[Rows of box annotation data]
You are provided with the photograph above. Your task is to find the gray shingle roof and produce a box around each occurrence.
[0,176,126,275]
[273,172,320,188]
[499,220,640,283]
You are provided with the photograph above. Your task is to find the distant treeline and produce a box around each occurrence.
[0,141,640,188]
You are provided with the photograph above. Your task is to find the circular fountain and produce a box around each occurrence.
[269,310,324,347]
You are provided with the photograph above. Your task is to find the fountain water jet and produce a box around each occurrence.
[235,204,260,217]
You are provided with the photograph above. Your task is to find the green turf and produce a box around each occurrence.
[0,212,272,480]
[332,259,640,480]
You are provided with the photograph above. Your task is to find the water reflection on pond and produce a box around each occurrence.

Given task:
Update the items from the line with "turf and produce a box around each occurrence." through the end, replacing "green turf" with "grassy lawn" and leaving everything else as it is. Give back only those lines.

Exercise output:
You are provided with the photograph above. Your task is to find the grassy lawn and produce a box around each occurrence.
[0,212,272,480]
[332,259,640,480]
You are provided with the photograph above. Your task is to find the water reflection on pond and produce a box around each occurrence.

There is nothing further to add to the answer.